- **What is expected**: Transcribe each line of the records below exactly, excluding any embedded images.

- **Task material**:
◆ ◆ ◆

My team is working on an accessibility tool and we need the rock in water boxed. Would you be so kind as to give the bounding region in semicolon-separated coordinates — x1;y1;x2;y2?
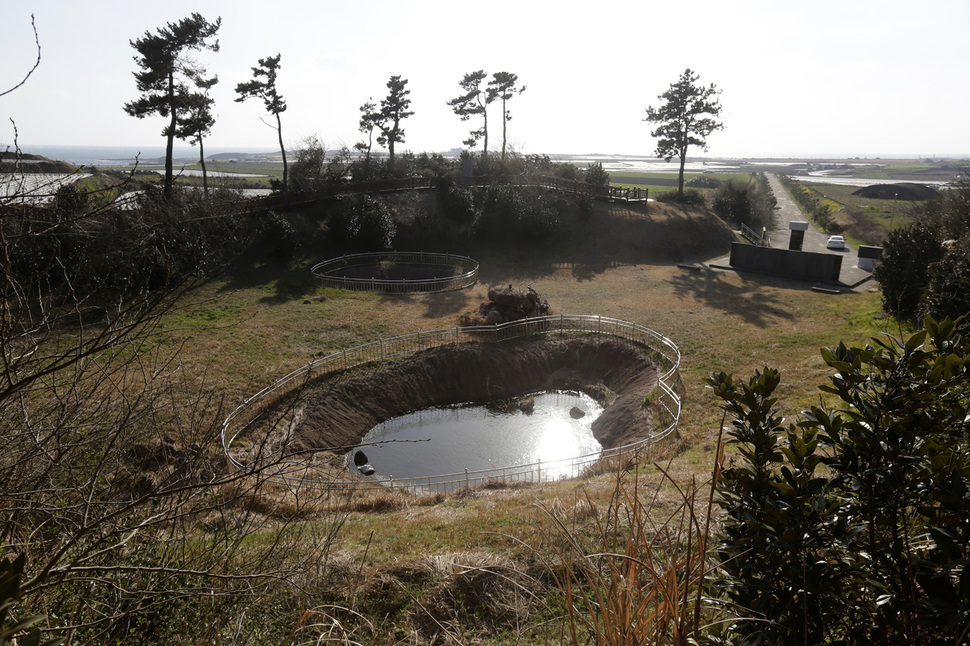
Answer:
353;450;369;467
358;463;376;476
569;406;586;419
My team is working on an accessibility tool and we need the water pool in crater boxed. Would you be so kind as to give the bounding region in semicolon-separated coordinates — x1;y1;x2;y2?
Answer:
347;391;604;481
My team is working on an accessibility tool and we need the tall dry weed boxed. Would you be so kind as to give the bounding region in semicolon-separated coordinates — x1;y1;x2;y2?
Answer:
534;443;725;645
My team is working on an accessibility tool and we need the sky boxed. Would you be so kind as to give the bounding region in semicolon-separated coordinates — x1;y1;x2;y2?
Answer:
2;0;968;159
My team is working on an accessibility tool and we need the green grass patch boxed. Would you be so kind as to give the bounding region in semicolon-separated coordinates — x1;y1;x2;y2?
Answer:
808;181;926;244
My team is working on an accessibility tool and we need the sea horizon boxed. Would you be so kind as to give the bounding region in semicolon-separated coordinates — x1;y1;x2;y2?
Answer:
6;143;967;167
8;144;280;166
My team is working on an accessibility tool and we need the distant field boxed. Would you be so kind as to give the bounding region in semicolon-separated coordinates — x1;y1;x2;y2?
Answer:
844;163;962;182
802;160;965;183
795;180;926;244
609;171;751;196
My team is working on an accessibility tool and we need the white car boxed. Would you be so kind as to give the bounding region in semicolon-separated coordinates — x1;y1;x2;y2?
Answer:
827;235;846;249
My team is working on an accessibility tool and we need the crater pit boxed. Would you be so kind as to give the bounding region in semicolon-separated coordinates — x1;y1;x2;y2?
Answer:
289;336;664;474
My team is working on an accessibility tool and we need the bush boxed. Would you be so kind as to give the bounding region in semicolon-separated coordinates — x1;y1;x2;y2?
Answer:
921;237;970;320
473;186;563;242
711;180;752;227
1;184;253;306
256;209;301;259
711;176;774;231
656;188;705;206
686;176;721;189
289;137;351;192
436;174;476;226
874;172;970;321
330;194;396;251
874;220;945;320
473;185;522;240
709;316;970;644
583;162;610;186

◆ ◆ ◆

- **Response to the task**:
My team is working on an accessibility tool and we need the rock in water boxed. Would you be so kind as to give the bounding region in semicolon-separated coordinates — x1;y1;x2;y2?
Answer:
353;450;369;467
358;463;376;476
569;406;586;419
My team is working on an accessibility tool and we need the water pool in crater boxed. Would you be so kind as to give the bounding region in semicolon-separated coordinates — x1;y1;x2;y2?
Answer:
347;391;604;481
My team is working on an accessibility tool and we need the tall dry weed boxed. Would you be so kind as to give the bounding region in semicolon-separated coordinates — x1;y1;x2;y2?
Answer:
534;443;725;645
My team is working on an accessibility tool and we need the sky boxed. Would you be so kind as to give the bounding region in semicolon-separated coordinates — x1;y1;x2;y2?
Answer:
2;0;968;159
My team is working on an accessibility tool and we need the green grass patch boxed. Would you be so kind as to give the bounding region in semicolon-separated coordinates — x1;y1;x2;y2?
Answer:
808;181;926;244
My team is working on an accessibility tool and we need the sea horizon boxed. Would you be so kind as to give the bounding region in semicolon-separated coordinates — x1;y1;x2;y2?
Answer:
6;143;967;167
8;144;280;166
My team is working on an accessibility tool and we need the distant field boxed. Would you be so kind as to give the bounding region in semicolon-separated coordinates — x1;y1;x2;y2?
Answer:
844;163;962;182
802;160;965;183
795;180;926;244
609;171;751;196
My team is working on an accessibility tool and we need the white car boxed. Would you be so kind as to give the bounding region in semicolon-separated coordinates — x1;y1;x2;y2?
Answer:
827;235;846;249
My team is working on an accessibility tool and we need the crater pit boxed. Would you be so kind as to give the bounding region in semicolon-separated coordinates — x1;y1;x2;y2?
Answer:
289;336;664;474
My team is working on an accessibility tool and we need the bush boxed. Would you be so kind as to give the bounding region in semicolon-separated coordinates — x1;y1;x2;y2?
Answer:
921;237;970;320
473;186;563;242
711;180;752;227
1;184;253;306
256;209;301;259
711;176;774;231
656;188;705;206
686;176;721;189
289;137;351;192
436;174;476;226
874;172;970;321
330;194;396;251
874;220;945;320
473;185;522;240
709;316;970;644
583;162;610;186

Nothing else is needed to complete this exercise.